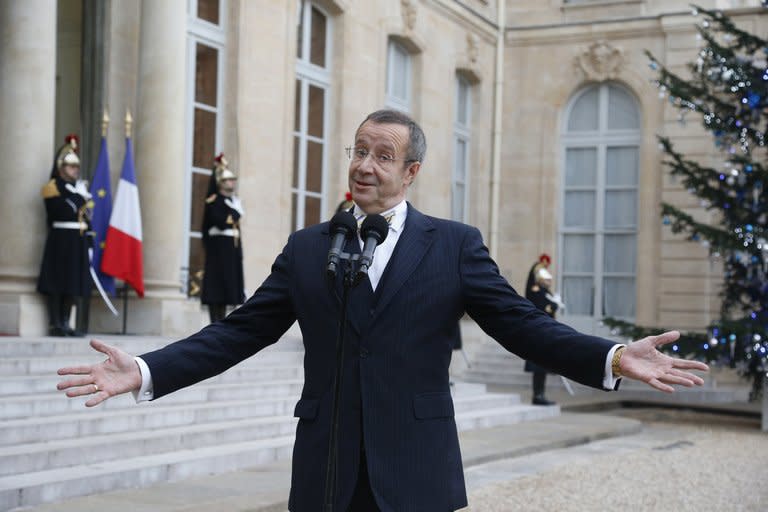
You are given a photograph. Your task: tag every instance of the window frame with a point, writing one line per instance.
(394, 48)
(309, 74)
(200, 31)
(462, 132)
(601, 140)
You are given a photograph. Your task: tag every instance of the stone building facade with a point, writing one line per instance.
(539, 114)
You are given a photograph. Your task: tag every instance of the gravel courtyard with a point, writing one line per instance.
(681, 461)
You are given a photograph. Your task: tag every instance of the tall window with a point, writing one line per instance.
(205, 49)
(310, 133)
(461, 144)
(598, 229)
(398, 94)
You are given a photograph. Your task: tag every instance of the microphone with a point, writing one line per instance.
(343, 226)
(373, 231)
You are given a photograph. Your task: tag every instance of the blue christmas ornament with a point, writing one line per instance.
(753, 100)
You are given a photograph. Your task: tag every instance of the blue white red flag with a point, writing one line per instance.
(102, 210)
(122, 256)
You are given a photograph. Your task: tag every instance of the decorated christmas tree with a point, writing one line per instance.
(726, 87)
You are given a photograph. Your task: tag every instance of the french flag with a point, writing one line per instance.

⁂

◆ **Goal**:
Transcribe all the data word for word; the images stay out.

◆ **Written reply**:
You are given a photograph. Your task: tag every instance of the window frame with a point, writing one line per instance.
(394, 48)
(309, 74)
(200, 31)
(462, 132)
(601, 140)
You are given a photograph. Your task: tag every instance of the stone building facade with a point, writing one line per instance.
(539, 114)
You are given a photograph. Your task: tag every instance of the gravel courtyard with a point, writing one line per instance.
(681, 461)
You are given a photograph. Your task: tag every instance of the tall window with a point, writing one line per instance.
(205, 49)
(310, 133)
(461, 144)
(598, 229)
(398, 94)
You are given a photograph. Your task: tag every instance of the microphone with a point, writing one line per instance.
(343, 226)
(373, 231)
You are given a photograph. Your task: tag every instance of the blue christmas ornament with a point, writing one line per instance.
(753, 100)
You are given a photograph. Your task: tag every instance of the blue white red flag with a point, writing one line per instance.
(102, 210)
(122, 256)
You are given a photograph. Your task: tag every instance of the decorated christmas tree with a point, writing one line per instance.
(726, 87)
You are given a photograph. Your task: tag every instance of the french flag with a point, writing one line per instance.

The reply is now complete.